Fragmento
========================

El cristiano debe conocer bien los argumentos que le permitan contrarrestar los ataques de los enemigos de la fe y saber presentarlos de forma atrayente (no se gana nada con la intemperancia, la discusión y el malhumor), con claridad (sin poner matices donde no los puede haber) y con precisión (sin dudas ni titubeos).

La fe del carbonero puede salvar quizá al carbonero, pero en otros cristianos la ignorancia del contenido de la fe significa generalmente falta de fe, desidia, desamor: “frecuentemente la ignorancia es hija de la pereza”, repetía San Juan Crisóstomo.

Es de gran importancia en la lucha contra la incredulidad poseer un conocimiento preciso y completo de la doctrina católica. Por eso cualquier católico bien instruido en el Catecismo es, sin él sospecharlo, un auténtico misionero.

Con el estudio del atecismo, verdadero compendio de la fe, y de las lecturas que nos aconsejen en la dirección espiritual, combatiremos la ignorancia y el error en muchos lugares y en muchas personas, que podrán hacer frente a tantas doctrinas falsas y a tantos maestros del error.

========================

Listado proporcionado

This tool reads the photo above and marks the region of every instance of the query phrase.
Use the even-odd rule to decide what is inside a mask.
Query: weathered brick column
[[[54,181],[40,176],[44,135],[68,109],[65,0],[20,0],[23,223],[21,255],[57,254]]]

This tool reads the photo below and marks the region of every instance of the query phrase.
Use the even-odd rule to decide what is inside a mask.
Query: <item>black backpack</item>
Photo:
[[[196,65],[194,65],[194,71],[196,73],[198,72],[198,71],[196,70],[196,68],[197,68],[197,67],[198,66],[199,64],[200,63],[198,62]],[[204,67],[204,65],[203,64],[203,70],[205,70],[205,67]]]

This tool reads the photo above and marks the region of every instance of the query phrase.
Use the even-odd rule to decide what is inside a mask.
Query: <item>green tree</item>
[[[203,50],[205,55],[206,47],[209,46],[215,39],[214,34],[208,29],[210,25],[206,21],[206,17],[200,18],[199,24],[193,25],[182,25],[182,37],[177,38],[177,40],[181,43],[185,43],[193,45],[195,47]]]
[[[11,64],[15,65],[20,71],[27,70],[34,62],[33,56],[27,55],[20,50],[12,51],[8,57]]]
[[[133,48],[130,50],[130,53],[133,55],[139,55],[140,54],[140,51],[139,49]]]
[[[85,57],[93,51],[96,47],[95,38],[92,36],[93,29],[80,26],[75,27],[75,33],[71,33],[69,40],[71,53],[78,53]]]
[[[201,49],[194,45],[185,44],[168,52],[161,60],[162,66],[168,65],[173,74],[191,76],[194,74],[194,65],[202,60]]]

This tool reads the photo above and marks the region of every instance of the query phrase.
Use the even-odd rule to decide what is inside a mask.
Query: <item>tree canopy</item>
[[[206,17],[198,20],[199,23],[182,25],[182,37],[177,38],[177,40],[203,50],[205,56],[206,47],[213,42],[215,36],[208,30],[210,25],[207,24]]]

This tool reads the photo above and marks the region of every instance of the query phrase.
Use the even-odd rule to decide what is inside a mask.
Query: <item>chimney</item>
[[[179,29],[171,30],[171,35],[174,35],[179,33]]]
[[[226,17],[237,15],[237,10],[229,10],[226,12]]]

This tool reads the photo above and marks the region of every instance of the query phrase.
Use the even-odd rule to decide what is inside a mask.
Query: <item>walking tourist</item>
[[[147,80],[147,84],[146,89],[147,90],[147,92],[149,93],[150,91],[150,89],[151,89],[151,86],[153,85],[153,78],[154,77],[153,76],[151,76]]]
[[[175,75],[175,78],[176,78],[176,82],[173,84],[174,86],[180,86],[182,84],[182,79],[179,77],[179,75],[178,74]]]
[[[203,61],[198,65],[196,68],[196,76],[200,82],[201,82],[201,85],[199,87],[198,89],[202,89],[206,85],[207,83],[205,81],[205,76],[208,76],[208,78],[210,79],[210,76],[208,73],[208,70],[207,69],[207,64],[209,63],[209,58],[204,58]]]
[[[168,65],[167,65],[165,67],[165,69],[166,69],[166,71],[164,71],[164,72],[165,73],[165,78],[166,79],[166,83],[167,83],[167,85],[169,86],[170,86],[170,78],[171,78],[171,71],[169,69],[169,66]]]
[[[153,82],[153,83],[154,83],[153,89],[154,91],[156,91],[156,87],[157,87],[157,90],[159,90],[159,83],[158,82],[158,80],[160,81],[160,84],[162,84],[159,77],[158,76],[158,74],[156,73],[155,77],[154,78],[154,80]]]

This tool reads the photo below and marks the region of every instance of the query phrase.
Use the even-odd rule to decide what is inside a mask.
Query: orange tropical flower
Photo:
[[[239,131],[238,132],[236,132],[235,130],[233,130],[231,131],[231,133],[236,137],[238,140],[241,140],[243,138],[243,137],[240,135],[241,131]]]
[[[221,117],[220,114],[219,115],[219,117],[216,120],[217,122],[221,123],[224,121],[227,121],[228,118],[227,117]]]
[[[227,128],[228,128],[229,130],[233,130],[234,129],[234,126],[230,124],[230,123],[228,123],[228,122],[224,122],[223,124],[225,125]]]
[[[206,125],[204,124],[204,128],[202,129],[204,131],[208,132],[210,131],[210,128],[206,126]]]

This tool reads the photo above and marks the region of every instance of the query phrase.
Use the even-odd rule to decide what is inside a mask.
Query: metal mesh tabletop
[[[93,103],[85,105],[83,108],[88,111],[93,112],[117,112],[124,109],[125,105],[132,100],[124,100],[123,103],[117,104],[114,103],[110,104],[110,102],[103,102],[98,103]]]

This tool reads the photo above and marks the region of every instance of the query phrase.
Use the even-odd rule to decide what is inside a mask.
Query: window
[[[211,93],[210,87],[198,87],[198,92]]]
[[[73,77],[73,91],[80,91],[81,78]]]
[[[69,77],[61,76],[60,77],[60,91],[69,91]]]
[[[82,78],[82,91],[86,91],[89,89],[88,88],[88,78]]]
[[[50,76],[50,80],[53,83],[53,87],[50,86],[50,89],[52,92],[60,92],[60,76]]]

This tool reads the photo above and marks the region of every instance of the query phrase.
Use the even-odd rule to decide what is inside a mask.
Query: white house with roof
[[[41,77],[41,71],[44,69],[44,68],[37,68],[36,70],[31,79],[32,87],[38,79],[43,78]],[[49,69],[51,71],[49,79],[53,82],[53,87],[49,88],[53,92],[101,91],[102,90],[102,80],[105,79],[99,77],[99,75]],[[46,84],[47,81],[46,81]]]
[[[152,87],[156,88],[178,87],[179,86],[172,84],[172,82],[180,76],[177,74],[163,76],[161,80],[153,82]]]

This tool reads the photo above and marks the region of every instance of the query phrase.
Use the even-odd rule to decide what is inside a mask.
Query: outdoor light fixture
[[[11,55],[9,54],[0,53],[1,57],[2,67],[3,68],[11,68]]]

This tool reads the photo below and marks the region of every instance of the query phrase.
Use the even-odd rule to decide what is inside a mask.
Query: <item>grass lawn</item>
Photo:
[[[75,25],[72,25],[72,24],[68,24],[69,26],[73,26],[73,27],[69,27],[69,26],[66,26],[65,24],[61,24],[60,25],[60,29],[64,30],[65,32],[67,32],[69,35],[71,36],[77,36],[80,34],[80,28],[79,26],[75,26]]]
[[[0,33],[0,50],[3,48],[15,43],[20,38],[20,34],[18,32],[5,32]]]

========================

Objetivos
- a) En el fragmento sobre la formación en la fe, ¿a quién se atribuye la frase "frecuentemente la ignorancia es hija de la pereza"?
- b) Prolonga el fragmento sobre la formación en la fe católica a partir de su última oración.

Tareas resueltas
- a) A San Juan Crisóstomo.

- b)
Si somos constantes, si cuidamos aquellos medios por los que nos llega la buena doctrina (lectura espiritual, retiros, círculos de estudio, escuelas de formación, dirección espiritual…), nos encontraremos, casi sin darnos cuenta, con una gran riqueza interior que incorporaremos poco a poco a nuestra vida.

Por otra arte, cara a los demás nos hallaremos, como el campesino, con el cesto de la siembra repleto ante el campo con el surco dispuesto a recibir la buena semilla, pues aquello que recibimos es útil para nuestra alma y para transmitirlo a otros. La semilla se pierde cuando no se hace fructificar, y el mundo es un inmenso surco en el que Cristo quiere que sembremos su doctrina, con una fe bien fundamentada y sólida.